• **Activity**: For each line below, print it again exactly as shown.

• **Given entries**:
+ + + + + + +

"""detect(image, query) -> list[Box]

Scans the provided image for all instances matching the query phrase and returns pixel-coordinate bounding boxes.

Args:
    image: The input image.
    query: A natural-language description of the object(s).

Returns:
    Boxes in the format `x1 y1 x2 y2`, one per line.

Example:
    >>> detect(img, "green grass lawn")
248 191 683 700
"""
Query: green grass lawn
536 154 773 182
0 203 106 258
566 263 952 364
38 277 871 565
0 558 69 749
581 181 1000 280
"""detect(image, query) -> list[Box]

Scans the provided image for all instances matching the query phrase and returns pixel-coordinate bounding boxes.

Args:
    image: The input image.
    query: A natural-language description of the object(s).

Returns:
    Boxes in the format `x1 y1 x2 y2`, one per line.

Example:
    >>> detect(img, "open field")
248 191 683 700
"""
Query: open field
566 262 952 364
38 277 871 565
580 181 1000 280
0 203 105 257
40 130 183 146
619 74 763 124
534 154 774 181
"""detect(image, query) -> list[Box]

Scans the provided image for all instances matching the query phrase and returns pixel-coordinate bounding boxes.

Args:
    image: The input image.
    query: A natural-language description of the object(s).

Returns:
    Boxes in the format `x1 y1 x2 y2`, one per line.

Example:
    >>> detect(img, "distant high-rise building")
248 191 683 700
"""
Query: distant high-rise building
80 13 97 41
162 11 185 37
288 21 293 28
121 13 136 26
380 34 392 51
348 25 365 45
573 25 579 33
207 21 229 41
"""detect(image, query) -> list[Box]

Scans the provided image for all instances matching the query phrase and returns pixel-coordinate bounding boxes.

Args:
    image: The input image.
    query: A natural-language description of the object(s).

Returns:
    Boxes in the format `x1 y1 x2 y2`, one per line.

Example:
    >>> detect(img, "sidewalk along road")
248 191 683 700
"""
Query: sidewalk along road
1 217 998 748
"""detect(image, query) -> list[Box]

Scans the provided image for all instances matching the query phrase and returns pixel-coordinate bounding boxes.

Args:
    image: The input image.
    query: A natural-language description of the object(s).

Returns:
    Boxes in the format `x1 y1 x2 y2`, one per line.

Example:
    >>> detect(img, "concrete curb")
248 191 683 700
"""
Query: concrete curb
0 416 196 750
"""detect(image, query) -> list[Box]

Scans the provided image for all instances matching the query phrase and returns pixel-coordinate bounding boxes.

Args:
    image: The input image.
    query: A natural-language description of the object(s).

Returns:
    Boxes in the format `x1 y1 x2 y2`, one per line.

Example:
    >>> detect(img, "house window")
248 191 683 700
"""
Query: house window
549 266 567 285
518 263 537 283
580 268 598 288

+ + + + + + +

• **Answer space**:
"""detect(image, query) -> list[Box]

Scans the provided image for all instances matching the query phrase and returns pixel-coordinate bounding boxes.

Args:
    image: The input image.
    query: A natural-language description of the object(s).

Returns:
    Boxes in the format `x1 y1 x2 y2`, one per line.

Example:
    >>> detect(img, "green grass lawn")
248 191 683 700
"""
Query: green grass lawn
536 154 773 182
0 203 106 258
566 263 952 364
38 277 871 565
0 558 69 749
581 181 1000 280
"""detect(image, query) -> list[Box]

Scans the provided image for all instances matching the query phrase and returns pixel-coordinate bounding boxes.

Args:
    image: The input image.
    query: A natural-language description of the object(s).

Returns:
    Boxes in the format `x1 y1 x2 y2`, one per line.

Example:
    >>> detect(img, "open field")
248 191 683 700
"""
Query: open field
566 262 952 364
38 277 871 565
580 181 1000 280
0 203 105 257
40 130 183 146
619 74 763 124
534 154 774 181
"""detect(image, query) -> list[Box]

Scans the provided image for all instances matching the query phrase and returns pixel-coordinate bounding boxes.

Args:
    image: The input image.
    query: A natural-language description of the object(s).

Returns:
    Boxes in the format `x1 y1 x2 y2`, one per line.

Example:
    >>> detect(img, "distant high-rise building")
248 191 683 700
"""
Query: distant high-rise building
80 13 97 41
162 11 185 37
288 21 293 28
121 13 136 26
380 34 392 51
348 25 365 45
573 25 579 33
207 21 229 41
"""detect(image, query) -> list[Box]

Scans the provided image for all instances matching the query phrase and returns pixel-coordinate bounding boxes.

Args:
    image: The input image.
    query: A natural-language description of the object(s).

Returns:
    Boxes in the format `x1 y1 x2 y2`, one per line.

Example:
    >>> detect(img, "sidewalk along road")
248 191 683 700
"""
Query: sidewalk along road
1 217 998 748
"""detect(image, query) -> list[Box]

Scans the provided image for all instances matching the query phrase and returns pixel-coordinate bounding boxes.

Args:
    image: The input image.
    query: A natural-language description of the object(s).

Returns:
    Boxes in the format `x1 y1 x2 y2`, one per line.

Example:
    >>> detect(img, "concrete curb")
248 191 683 700
"""
Query: concrete curb
0 416 196 750
"""detect(image, query) -> list[Box]

Scans the provided image for all instances matching the query phrase and returns pixel-coordinate bounding boxes.

Args:
    image: The input image.
    query: A natural-language description of the object(s).

Returns:
    Boxes in the format `x1 y1 x2 y2`, one per line.

Example:
    >>> detect(img, "house window")
248 191 683 700
"""
Query: house window
549 266 567 285
518 263 537 283
580 268 598 288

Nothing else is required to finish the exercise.